**** Trecho do texto

Há sempre células contra-hegemônicas pulsando numa estrutura opressora. Não se pode falar de racismo sem se falar nas revoltas negras, tampouco nos estereótipos sobre mulheres negras sem salientar os diversos trabalhos acadêmicos, textos e ações ativistas que questionaram tais constructos e propuseram outras interpretações. Os textos de mulheres negras desempenharam um papel duplo: o de fonte de dados e o de fonte de teoria, pois esses textos podem ser encarados como uma reflexão do que bell hooks (1995) chamou de “testemunha esclarecida da própria história”, já que fazem uma reflexão sobre sua condição no mundo. Numa perspectiva cronológica, Lélia Gonzalez foi uma das primeiras mulheres negras no Brasil a escrever e teorizar a especificidade de ser mulher negra no Brasil e na América Latina. Também dissertou sobre ser negra no Movimento Feminista e ser mulher no Movimento Negro. No texto Racismo e sexismo na cultura brasileira (1984) ela aborda a questão dos estereótipos de gênero e raça que “produzem efeitos violentos sobre a mulher negra em particular”. Assim ela afirma:
Sentimos a necessidade de aprofundar nossa reflexão, ao invés de continuarmos na reprodução e repetição dos modelos que nos eram oferecidos [...]. Os textos só nos falavam da mulher negra numa perspectiva sócio-econômica que elucidava uma série de problemas propostos pelas relações raciais. Mas ficava (e ficará) sempre um resto que desafiava as explicações. (Gonzalez, 1984, p. 225).
A autora observa que há uma lacuna na história sobre a figura da mulher negra na sua complexidade nos textos de grandes teóricos sobre a formação do Brasil. Os estudos que abordaram as subjetividades de mulheres negras contribuíram no sentido de diminuir essa lacuna. Nesse intuito, ela própria discute a figura da mulata. Entendo que ao “criar” essa figura “institui a raça negra como objeto”, sendo “a mulata e crioula, ou seja, negra nascida no Brasil, não importando as construções baseadas nos diferentes tons de pele” (Gonzalez, 1984, p. 228) uma figura emblemática da construção raça-gênero no país. Em um esforço de alargar os estudos quanto aos aspectos das múltiplas vivências que formam a vida dessas mulheres e comumente argumentando contra o ranço escravista e o racismo brasileiro. Sueli Carneiro (2003) nota que esse legado do período escravista:
[...] mantém as mulheres negras prisioneiras dos estereótipos construídos no período colonial pelo gênero dominante: historiadores, romancistas, poetas, retrataram, no mais das vezes, as mulheres negras ora como trabalhadoras adequadas a serviços desumanizastes, ora como mulheres lascivas e promíscuas. (Carneiro, 2003, p. 286).

********

Como continua o texto sobre mulheres negras e estereótipos depois da citação de Sueli Carneiro que o encerra? Escreva essa continuação.

**** Material exibido

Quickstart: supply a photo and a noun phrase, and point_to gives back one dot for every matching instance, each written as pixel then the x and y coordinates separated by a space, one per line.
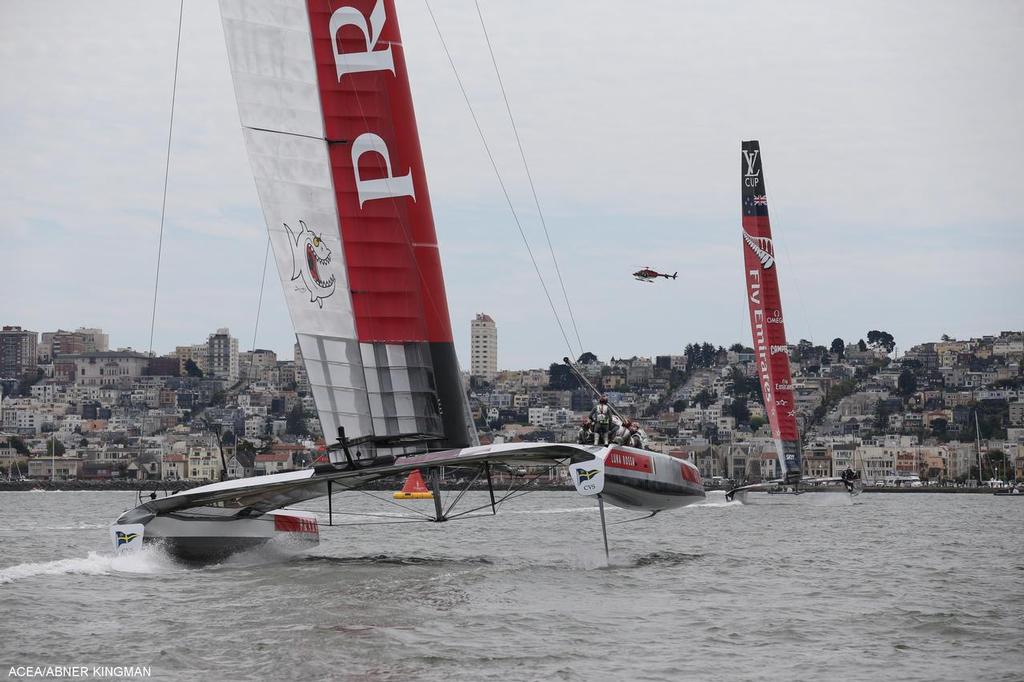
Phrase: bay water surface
pixel 908 587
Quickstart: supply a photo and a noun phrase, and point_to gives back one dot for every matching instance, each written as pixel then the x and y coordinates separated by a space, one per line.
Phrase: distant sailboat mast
pixel 770 350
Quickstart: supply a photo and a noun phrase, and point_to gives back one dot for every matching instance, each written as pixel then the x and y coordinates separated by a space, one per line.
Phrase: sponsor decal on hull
pixel 619 459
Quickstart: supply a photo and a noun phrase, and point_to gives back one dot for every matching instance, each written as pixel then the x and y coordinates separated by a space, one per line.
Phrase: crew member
pixel 585 435
pixel 600 416
pixel 629 434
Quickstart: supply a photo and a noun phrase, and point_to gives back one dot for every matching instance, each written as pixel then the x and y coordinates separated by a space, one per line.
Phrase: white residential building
pixel 222 355
pixel 483 347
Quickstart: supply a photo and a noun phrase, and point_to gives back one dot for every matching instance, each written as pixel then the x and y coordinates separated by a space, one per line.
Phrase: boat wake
pixel 716 499
pixel 387 559
pixel 151 560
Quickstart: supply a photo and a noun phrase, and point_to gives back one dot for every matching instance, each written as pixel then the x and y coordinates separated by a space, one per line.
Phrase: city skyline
pixel 634 155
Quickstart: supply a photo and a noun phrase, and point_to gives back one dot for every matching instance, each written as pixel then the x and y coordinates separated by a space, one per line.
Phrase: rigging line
pixel 529 176
pixel 259 306
pixel 498 174
pixel 167 171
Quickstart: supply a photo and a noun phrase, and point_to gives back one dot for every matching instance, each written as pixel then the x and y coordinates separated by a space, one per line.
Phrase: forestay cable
pixel 501 182
pixel 529 176
pixel 167 170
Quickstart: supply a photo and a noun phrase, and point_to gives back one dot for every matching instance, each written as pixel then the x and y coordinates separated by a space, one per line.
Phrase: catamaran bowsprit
pixel 770 350
pixel 327 115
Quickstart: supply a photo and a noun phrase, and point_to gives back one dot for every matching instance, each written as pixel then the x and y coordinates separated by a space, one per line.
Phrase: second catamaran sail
pixel 328 120
pixel 770 350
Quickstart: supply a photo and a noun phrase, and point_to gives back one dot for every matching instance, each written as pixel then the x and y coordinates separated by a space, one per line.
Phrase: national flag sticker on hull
pixel 127 537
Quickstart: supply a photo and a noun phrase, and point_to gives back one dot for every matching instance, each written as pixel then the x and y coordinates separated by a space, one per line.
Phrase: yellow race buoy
pixel 415 488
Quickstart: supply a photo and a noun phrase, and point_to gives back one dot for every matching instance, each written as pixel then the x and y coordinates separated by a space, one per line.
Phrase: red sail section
pixel 761 275
pixel 387 227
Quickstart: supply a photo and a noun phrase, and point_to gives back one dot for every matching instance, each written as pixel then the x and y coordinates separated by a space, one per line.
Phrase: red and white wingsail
pixel 770 350
pixel 328 119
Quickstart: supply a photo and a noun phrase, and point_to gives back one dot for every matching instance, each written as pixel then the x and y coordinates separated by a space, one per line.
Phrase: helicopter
pixel 648 275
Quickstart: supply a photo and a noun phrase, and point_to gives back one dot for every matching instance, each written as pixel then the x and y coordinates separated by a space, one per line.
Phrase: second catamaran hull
pixel 212 534
pixel 807 498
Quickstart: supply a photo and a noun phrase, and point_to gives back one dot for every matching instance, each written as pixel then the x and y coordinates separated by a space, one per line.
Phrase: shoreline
pixel 393 484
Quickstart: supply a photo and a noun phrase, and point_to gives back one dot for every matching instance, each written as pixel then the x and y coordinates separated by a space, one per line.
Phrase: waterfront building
pixel 196 352
pixel 113 368
pixel 254 365
pixel 222 355
pixel 483 347
pixel 301 377
pixel 17 351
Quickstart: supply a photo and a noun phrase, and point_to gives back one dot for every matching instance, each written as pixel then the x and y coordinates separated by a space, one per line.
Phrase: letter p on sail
pixel 588 476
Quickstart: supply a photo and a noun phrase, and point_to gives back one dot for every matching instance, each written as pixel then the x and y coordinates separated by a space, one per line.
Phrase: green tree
pixel 705 398
pixel 737 409
pixel 907 383
pixel 560 378
pixel 878 339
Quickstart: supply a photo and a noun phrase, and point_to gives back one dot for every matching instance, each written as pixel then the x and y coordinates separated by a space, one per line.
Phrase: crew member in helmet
pixel 629 434
pixel 585 435
pixel 600 416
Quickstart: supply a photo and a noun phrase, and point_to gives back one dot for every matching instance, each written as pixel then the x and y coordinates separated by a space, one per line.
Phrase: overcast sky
pixel 891 132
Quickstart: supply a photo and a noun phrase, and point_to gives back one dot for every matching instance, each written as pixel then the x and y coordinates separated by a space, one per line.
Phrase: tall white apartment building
pixel 222 355
pixel 483 347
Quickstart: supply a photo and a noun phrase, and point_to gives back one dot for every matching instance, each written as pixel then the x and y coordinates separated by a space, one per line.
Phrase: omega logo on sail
pixel 372 59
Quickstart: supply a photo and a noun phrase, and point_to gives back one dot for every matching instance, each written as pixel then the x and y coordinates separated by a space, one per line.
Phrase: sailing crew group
pixel 601 428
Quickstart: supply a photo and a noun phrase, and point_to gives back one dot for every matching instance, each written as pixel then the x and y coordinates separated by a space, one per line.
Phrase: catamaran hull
pixel 210 534
pixel 806 498
pixel 644 480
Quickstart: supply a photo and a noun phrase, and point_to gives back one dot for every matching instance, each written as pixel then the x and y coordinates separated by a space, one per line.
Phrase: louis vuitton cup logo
pixel 752 176
pixel 311 262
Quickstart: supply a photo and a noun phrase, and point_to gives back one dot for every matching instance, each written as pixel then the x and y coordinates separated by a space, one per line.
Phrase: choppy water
pixel 909 587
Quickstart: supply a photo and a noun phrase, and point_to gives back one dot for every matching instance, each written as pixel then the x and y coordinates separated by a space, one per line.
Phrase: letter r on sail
pixel 385 187
pixel 370 59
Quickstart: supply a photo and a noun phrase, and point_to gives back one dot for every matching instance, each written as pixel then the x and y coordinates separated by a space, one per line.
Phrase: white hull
pixel 210 534
pixel 806 498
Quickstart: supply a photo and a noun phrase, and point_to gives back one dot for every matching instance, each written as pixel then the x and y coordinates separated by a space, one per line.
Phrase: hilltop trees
pixel 878 339
pixel 838 347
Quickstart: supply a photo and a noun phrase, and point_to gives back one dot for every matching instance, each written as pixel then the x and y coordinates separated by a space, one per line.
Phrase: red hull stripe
pixel 295 524
pixel 689 474
pixel 622 460
pixel 387 227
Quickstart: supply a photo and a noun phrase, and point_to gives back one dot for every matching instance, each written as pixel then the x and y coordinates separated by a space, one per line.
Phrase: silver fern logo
pixel 762 248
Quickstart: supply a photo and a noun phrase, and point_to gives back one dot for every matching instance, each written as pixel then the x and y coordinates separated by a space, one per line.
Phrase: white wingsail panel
pixel 325 107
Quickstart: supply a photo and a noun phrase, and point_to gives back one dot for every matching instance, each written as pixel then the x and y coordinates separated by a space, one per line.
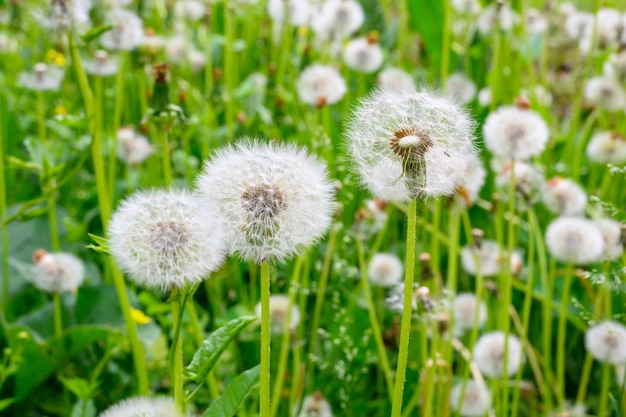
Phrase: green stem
pixel 265 341
pixel 405 327
pixel 371 311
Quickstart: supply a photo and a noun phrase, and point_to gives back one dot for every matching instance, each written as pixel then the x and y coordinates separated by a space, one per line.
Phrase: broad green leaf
pixel 211 349
pixel 227 404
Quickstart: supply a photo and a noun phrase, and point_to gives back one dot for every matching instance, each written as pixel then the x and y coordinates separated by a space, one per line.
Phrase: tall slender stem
pixel 265 341
pixel 405 327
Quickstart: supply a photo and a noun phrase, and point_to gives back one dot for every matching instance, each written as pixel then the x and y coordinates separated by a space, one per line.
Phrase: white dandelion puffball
pixel 467 312
pixel 320 85
pixel 315 405
pixel 575 240
pixel 127 31
pixel 165 239
pixel 460 88
pixel 274 199
pixel 485 259
pixel 143 407
pixel 42 78
pixel 475 402
pixel 511 132
pixel 606 342
pixel 395 79
pixel 385 270
pixel 408 144
pixel 607 147
pixel 57 272
pixel 605 93
pixel 612 234
pixel 279 304
pixel 489 354
pixel 363 55
pixel 564 197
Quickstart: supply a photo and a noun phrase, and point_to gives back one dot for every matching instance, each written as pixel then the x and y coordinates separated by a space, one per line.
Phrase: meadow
pixel 312 208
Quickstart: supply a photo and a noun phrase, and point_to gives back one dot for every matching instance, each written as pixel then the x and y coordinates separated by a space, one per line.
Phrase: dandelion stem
pixel 405 327
pixel 265 341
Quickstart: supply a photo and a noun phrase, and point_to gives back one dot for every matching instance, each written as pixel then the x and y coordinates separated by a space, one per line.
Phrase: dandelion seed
pixel 162 240
pixel 408 144
pixel 489 354
pixel 606 342
pixel 57 272
pixel 574 239
pixel 274 200
pixel 143 406
pixel 476 400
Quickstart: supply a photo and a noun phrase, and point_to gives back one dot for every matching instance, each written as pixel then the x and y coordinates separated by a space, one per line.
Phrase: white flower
pixel 514 133
pixel 320 85
pixel 605 93
pixel 363 55
pixel 102 64
pixel 460 87
pixel 466 311
pixel 395 79
pixel 315 405
pixel 564 197
pixel 164 239
pixel 607 147
pixel 127 31
pixel 606 342
pixel 575 239
pixel 279 304
pixel 143 407
pixel 274 200
pixel 57 272
pixel 489 354
pixel 612 233
pixel 338 19
pixel 408 144
pixel 132 148
pixel 42 78
pixel 385 270
pixel 299 11
pixel 475 402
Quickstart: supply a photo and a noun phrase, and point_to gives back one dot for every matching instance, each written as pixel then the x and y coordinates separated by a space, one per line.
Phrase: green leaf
pixel 94 33
pixel 227 404
pixel 211 349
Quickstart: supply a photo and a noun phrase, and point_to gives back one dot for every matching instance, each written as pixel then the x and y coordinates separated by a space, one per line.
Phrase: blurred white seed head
pixel 475 402
pixel 467 312
pixel 575 239
pixel 57 272
pixel 489 354
pixel 127 31
pixel 408 144
pixel 165 239
pixel 143 406
pixel 461 88
pixel 607 147
pixel 606 342
pixel 363 55
pixel 606 93
pixel 315 405
pixel 514 133
pixel 274 199
pixel 132 148
pixel 42 78
pixel 385 270
pixel 612 234
pixel 320 85
pixel 395 79
pixel 564 197
pixel 279 305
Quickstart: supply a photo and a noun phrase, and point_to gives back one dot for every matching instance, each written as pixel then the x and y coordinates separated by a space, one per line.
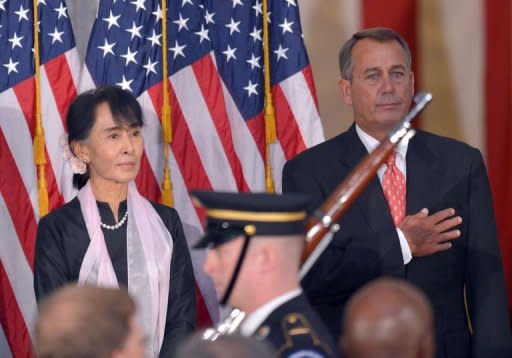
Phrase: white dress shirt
pixel 370 144
pixel 255 319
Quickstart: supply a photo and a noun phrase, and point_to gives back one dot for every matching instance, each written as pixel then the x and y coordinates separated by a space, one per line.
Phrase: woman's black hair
pixel 81 116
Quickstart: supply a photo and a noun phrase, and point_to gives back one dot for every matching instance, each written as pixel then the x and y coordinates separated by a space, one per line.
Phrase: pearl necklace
pixel 116 226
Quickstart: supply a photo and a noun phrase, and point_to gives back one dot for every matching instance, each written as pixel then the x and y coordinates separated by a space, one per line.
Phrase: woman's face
pixel 112 151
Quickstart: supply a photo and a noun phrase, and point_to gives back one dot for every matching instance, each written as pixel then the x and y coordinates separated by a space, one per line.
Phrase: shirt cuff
pixel 404 245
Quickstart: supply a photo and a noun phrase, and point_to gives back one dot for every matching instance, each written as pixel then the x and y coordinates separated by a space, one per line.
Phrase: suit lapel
pixel 372 203
pixel 423 175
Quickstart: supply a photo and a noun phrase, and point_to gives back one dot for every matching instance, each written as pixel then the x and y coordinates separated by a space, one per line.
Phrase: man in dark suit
pixel 427 217
pixel 255 243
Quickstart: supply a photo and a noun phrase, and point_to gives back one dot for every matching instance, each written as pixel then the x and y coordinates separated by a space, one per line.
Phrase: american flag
pixel 217 93
pixel 215 51
pixel 19 205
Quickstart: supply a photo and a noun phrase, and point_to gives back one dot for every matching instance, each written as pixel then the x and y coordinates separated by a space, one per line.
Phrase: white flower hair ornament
pixel 77 165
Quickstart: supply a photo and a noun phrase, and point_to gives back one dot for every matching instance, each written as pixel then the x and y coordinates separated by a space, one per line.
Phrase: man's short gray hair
pixel 379 34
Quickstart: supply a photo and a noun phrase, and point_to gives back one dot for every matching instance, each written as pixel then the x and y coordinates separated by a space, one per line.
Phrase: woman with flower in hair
pixel 109 235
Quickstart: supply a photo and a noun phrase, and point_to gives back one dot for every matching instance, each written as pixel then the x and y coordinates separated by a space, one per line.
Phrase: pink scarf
pixel 149 251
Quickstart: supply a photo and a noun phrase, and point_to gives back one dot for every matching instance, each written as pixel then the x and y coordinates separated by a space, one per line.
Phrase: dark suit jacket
pixel 441 173
pixel 294 327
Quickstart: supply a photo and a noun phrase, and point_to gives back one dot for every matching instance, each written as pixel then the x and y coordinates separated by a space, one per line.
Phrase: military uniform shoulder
pixel 301 338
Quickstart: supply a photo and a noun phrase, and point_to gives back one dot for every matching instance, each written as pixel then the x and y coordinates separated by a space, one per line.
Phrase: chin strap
pixel 236 271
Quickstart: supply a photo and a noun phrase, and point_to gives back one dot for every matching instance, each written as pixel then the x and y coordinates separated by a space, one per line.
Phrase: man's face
pixel 382 86
pixel 220 263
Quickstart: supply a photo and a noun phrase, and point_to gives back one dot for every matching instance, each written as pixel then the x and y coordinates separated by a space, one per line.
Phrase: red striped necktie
pixel 393 184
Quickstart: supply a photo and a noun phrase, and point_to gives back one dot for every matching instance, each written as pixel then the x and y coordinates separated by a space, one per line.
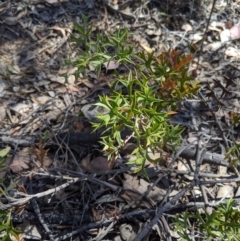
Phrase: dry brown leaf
pixel 141 186
pixel 20 161
pixel 78 126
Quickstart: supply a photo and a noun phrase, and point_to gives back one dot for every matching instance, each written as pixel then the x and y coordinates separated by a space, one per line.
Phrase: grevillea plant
pixel 153 85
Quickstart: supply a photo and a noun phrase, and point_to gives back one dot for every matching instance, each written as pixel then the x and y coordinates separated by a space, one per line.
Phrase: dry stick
pixel 168 205
pixel 205 33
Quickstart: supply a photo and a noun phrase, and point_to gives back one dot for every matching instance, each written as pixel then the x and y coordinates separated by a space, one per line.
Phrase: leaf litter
pixel 38 102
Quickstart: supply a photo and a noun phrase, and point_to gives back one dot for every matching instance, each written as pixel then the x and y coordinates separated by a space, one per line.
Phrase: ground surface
pixel 55 197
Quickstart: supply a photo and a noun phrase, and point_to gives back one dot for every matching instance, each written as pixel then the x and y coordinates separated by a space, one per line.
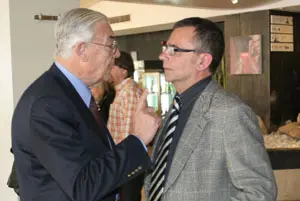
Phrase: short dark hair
pixel 208 37
pixel 125 61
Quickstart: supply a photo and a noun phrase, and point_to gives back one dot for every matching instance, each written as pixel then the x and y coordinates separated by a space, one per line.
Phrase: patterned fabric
pixel 220 155
pixel 123 107
pixel 158 175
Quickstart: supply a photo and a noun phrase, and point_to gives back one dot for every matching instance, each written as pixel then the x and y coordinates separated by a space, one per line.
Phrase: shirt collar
pixel 194 91
pixel 79 86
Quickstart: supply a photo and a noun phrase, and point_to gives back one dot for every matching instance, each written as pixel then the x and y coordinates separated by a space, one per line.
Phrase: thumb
pixel 143 100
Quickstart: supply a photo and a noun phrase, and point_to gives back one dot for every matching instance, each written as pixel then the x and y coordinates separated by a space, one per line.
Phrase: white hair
pixel 76 25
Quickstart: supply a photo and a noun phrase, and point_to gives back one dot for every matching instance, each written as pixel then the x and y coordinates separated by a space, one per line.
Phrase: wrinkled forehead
pixel 103 32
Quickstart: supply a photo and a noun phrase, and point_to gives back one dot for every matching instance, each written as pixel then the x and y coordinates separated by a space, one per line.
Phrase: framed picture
pixel 246 55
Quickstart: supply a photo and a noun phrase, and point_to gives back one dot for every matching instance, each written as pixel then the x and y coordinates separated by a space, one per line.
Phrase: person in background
pixel 104 95
pixel 62 150
pixel 210 146
pixel 121 112
pixel 127 95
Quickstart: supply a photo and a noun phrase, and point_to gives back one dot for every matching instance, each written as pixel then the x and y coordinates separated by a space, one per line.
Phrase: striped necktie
pixel 158 175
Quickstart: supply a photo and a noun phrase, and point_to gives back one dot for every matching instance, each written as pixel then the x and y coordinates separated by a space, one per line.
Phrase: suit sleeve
pixel 247 160
pixel 58 146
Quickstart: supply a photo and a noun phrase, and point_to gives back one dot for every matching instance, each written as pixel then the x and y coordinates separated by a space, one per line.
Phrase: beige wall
pixel 26 47
pixel 6 101
pixel 160 15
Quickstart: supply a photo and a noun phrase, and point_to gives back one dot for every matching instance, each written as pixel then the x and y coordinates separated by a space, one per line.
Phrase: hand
pixel 145 121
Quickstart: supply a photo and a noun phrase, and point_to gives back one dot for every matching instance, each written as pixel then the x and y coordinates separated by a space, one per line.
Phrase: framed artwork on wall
pixel 246 55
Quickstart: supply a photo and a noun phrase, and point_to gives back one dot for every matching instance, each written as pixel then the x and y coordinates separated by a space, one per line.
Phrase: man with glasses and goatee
pixel 210 147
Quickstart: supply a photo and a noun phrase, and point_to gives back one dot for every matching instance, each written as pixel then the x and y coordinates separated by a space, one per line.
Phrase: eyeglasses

********

=== Resposta escrita ===
O trabalho intelectual de mulheres negras ao longo de décadas confronta esse estereótipo colonial. É possível observar que esses trabalhos possuem uma marca que é o posicionamento político dessas sujeitas dentro do contexto que pretendem abordar fato que logo foi eleito como característica desqualificadora das análises. As vozes de mulheres negras se multiplicaram e se diversificaram para além de teóricas e acadêmicas e a expansão dos meios digitais oportunizou uma polifonia nos discursos de mulheres negras atualmente, havendo uma mudança significativa na “difusão” do feminismo negro no Brasil na última década. Talvez o mais adequado fosse nomear de expansão do pensamento de mulheres negras, pois até mesmo os feminismos negros já não são suficientes para designar a autonomia de mulheres negras. Isso graças à diversidade de mulheres negras que têm se dedicado a refletir mulheres negras no Brasil.
As redes e mídias sociais têm um papel fundamental para essa nova configuração. O que podemos chamar de ativismo digital é o principal responsável por essa divulgação do pensamento de mulheres de diversas identificações políticas. Também o cenário das publicações temáticas/identitárias (marcadores de diferenças) igualmente se expandiu. Algumas questões são importantes para pensarmos essa configuração atual dos discursos e desafios de e sobre mulheres negras. Uma conjuntura nacional de ações afirmativas também impactou a quantidade de pessoas negras nas universidades, em especial as mulheres negras, motivo pelo qual atualmente se consegue observar maior número de profissionais e acadêmicas negras em várias áreas do conhecimento.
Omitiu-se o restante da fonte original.